(Direction): Rewrite the part of the records that opens with the line containing "trace target=wooden shelf" and closes with the line containing "[[[256,60],[185,61],[187,127],[256,122]]]" as a JSON list of strings, one string per line, with blank lines left out.

(Data entries):
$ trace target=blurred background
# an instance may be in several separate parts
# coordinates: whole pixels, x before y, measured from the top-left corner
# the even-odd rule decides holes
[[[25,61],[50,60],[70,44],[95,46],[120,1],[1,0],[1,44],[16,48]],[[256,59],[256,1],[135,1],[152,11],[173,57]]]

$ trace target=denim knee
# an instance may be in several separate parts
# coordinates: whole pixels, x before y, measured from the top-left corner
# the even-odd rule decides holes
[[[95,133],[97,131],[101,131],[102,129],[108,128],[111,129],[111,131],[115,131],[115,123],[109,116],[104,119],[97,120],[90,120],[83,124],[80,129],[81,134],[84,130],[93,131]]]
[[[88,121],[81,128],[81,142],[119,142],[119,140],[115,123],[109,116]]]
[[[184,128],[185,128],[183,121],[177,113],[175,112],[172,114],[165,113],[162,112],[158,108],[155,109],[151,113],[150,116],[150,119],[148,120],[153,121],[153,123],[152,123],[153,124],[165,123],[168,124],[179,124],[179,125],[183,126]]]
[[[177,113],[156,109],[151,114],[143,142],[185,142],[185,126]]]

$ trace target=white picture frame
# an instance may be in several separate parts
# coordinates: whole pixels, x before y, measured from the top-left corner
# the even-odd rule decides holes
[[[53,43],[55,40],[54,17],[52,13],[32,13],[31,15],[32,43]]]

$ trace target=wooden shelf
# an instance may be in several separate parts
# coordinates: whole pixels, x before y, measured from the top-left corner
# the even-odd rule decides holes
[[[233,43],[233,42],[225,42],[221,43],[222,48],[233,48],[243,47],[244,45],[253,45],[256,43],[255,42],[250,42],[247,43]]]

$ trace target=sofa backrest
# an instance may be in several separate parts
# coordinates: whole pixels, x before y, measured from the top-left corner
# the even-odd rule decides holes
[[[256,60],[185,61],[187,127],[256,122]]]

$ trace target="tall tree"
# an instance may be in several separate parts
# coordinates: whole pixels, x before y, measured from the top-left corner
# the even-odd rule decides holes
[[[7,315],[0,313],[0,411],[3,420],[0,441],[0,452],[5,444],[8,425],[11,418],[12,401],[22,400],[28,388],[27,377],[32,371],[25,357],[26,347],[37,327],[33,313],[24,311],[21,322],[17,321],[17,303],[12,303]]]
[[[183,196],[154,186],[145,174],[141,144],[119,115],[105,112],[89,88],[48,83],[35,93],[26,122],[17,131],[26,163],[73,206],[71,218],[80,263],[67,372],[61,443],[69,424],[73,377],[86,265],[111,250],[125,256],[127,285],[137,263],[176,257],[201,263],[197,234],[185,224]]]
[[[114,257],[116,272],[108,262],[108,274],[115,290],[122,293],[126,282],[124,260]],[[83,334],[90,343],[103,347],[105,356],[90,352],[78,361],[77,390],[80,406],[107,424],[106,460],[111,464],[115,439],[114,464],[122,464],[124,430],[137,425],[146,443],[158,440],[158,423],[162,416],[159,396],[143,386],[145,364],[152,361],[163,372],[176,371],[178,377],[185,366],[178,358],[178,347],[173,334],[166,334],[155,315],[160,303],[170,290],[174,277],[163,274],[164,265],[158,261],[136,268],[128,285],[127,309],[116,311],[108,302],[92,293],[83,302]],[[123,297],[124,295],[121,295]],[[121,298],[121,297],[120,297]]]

(Task response):
[
  "$ trace target=wooden shelf",
  "# an instance may be in several separate parts",
  "# coordinates: whole pixels, x before y, measured from the top-left corner",
  "# the even-odd rule decides holes",
  "[[[233,43],[233,42],[225,42],[221,43],[222,48],[233,48],[243,47],[244,45],[253,45],[256,43],[255,42],[250,42],[247,43]]]",
  "$ trace target=sofa backrest",
  "# an instance may be in several separate parts",
  "# coordinates: whole pixels, x before y, measured from the top-left corner",
  "# the even-odd rule decides holes",
  "[[[256,60],[185,61],[187,127],[256,122]]]"
]